*Aufgabenstellung*: Gib bitte die Einträge von der Zeile mit "Q: In the image above, where is the snow on" bis zum Ende der Einträge, beide Enden eingeschlossen, samt Anfragen vollständig wieder. Verschiebe dabei jede Koordinate der Begrenzungsrahmen in den Antworten um 148 und lass die Zahlen in den Anfragen unverändert.

*Gegebene Einträge*:
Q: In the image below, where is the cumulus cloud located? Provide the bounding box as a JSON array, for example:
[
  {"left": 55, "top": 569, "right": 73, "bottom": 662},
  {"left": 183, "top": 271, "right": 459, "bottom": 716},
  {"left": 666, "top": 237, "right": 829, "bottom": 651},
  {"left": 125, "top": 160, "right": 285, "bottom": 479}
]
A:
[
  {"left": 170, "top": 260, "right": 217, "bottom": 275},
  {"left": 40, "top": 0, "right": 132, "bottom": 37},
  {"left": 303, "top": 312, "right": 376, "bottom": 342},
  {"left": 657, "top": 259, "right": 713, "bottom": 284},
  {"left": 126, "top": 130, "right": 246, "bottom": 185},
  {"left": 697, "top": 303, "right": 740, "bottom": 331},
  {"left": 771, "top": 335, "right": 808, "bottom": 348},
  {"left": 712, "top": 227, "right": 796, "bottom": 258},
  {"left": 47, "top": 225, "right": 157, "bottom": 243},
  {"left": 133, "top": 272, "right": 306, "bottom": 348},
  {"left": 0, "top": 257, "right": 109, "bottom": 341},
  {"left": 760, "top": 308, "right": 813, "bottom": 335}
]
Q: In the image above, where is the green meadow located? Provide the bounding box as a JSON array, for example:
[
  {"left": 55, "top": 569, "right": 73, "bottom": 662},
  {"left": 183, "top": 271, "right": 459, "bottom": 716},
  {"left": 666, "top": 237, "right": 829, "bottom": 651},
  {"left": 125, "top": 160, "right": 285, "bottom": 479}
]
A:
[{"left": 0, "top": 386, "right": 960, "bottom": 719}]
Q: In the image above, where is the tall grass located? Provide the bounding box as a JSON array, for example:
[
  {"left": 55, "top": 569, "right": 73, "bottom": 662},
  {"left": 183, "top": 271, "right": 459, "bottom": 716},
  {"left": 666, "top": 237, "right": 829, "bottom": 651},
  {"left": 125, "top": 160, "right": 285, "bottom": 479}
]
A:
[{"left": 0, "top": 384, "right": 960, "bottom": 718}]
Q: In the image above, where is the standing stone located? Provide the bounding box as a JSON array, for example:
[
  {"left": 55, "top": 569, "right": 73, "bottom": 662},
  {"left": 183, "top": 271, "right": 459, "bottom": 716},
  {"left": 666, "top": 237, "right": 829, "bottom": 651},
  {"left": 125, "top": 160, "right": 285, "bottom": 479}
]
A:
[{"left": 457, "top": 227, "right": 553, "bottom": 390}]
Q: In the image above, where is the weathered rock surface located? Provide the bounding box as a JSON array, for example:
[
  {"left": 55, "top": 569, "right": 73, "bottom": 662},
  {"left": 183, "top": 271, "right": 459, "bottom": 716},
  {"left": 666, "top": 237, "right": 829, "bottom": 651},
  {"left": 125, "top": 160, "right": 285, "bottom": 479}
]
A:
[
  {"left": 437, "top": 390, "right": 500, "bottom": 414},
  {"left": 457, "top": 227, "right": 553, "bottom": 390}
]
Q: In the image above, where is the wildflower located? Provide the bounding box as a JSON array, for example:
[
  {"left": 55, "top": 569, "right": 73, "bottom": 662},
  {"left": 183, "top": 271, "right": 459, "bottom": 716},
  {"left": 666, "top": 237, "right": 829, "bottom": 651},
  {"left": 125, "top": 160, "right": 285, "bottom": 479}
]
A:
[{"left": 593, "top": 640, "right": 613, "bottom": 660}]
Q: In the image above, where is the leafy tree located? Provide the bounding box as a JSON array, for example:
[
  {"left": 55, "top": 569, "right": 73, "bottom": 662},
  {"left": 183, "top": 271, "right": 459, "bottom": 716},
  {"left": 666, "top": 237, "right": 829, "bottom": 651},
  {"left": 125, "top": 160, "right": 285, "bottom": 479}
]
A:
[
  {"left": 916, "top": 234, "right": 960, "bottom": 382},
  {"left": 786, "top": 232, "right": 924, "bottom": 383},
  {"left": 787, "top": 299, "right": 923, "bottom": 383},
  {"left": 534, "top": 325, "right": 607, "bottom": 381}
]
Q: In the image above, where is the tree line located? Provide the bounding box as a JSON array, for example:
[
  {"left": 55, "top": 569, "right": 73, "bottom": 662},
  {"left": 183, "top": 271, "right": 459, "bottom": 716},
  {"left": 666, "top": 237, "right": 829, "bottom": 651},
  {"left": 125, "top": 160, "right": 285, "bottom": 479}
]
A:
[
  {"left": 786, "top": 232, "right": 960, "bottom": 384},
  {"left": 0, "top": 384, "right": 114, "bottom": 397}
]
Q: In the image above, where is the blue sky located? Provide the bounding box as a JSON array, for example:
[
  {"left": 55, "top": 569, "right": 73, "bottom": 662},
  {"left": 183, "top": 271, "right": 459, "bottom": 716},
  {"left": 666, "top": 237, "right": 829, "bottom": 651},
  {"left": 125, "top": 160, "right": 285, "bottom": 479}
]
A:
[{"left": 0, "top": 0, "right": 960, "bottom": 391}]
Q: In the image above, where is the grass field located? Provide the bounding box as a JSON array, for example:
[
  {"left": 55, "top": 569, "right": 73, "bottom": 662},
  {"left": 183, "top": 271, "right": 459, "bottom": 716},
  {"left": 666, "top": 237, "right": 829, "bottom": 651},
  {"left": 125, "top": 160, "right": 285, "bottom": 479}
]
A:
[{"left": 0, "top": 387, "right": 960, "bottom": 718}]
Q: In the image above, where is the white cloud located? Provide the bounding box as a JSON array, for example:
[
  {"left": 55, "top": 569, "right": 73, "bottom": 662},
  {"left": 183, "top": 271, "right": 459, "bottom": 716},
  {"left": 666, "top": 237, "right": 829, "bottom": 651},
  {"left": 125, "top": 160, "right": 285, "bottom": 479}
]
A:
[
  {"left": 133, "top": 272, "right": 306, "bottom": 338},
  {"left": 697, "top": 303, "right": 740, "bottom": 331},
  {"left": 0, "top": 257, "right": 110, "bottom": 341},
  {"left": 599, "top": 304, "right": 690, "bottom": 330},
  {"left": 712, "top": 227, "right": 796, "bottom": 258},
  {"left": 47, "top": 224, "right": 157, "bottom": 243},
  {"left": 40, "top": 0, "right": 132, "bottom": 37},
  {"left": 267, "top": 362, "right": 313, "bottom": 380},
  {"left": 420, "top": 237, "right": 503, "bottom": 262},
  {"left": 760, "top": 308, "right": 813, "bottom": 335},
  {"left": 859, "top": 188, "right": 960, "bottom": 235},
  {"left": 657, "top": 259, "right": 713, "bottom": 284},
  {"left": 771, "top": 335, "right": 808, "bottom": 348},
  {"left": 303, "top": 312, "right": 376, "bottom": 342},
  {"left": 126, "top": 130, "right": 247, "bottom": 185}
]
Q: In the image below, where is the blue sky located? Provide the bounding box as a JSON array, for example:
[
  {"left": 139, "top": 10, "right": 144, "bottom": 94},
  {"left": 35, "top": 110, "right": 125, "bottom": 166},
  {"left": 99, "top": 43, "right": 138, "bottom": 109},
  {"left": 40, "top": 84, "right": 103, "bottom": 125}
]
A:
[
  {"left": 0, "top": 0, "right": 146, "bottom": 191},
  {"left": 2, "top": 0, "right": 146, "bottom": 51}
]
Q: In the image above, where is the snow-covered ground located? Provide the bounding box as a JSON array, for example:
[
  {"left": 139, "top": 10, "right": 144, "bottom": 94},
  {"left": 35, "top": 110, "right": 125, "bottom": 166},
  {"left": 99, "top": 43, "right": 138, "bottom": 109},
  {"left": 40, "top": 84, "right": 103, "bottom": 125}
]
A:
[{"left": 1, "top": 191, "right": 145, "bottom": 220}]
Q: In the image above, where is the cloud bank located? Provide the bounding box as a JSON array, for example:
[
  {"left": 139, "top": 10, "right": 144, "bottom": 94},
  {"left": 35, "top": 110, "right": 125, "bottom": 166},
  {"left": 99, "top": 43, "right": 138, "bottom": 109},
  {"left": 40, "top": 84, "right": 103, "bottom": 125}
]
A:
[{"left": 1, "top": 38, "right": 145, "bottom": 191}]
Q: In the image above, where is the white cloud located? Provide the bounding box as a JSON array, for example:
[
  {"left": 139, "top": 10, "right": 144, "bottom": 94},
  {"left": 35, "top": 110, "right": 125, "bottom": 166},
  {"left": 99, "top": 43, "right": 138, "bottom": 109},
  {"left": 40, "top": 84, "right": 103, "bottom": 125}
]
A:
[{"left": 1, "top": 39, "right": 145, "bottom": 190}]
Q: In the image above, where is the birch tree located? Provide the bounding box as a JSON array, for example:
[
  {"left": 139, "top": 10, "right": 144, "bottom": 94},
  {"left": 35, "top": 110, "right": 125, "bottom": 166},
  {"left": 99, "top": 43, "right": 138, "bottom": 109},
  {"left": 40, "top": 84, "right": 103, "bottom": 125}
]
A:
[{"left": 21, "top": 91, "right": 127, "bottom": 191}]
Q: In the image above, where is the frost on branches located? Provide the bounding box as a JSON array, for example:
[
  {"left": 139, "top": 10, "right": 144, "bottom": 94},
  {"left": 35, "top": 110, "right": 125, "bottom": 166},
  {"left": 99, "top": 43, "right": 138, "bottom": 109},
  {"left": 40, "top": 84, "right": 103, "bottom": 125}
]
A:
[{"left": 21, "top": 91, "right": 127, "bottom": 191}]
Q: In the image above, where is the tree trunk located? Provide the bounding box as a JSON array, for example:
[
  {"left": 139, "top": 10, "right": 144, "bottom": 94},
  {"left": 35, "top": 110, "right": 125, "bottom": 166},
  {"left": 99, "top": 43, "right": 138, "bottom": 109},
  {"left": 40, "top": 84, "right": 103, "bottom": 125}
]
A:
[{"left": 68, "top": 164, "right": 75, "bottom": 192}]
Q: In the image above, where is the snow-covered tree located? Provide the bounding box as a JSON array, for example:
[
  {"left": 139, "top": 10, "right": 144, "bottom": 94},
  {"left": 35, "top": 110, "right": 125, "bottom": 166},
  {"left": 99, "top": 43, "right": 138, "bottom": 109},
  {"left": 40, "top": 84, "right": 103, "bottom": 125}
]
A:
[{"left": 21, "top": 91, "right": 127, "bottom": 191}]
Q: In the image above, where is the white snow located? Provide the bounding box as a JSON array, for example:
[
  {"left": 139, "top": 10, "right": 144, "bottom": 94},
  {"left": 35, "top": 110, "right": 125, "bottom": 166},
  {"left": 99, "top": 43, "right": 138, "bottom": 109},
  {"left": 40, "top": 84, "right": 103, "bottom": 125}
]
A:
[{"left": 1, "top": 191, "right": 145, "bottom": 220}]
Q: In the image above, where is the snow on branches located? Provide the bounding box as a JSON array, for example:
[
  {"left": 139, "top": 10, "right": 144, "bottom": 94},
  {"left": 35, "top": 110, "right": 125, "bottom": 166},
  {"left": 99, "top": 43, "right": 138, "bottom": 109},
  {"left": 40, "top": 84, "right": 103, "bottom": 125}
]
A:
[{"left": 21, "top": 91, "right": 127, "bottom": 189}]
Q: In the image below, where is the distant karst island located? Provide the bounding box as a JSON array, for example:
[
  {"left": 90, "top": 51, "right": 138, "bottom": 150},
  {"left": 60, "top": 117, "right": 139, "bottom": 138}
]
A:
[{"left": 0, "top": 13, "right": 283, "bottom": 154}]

*Lösung*:
Q: In the image above, where is the snow on branches located? Provide the bounding box as a JSON array, for example:
[
  {"left": 139, "top": 10, "right": 144, "bottom": 94},
  {"left": 35, "top": 110, "right": 125, "bottom": 166},
  {"left": 99, "top": 43, "right": 138, "bottom": 109},
  {"left": 40, "top": 84, "right": 103, "bottom": 125}
]
A:
[{"left": 169, "top": 239, "right": 275, "bottom": 337}]
Q: In the image below, where is the distant karst island located? Provide the bounding box as a JSON array, for example:
[
  {"left": 90, "top": 51, "right": 138, "bottom": 150},
  {"left": 60, "top": 117, "right": 139, "bottom": 138}
]
A:
[{"left": 148, "top": 161, "right": 431, "bottom": 302}]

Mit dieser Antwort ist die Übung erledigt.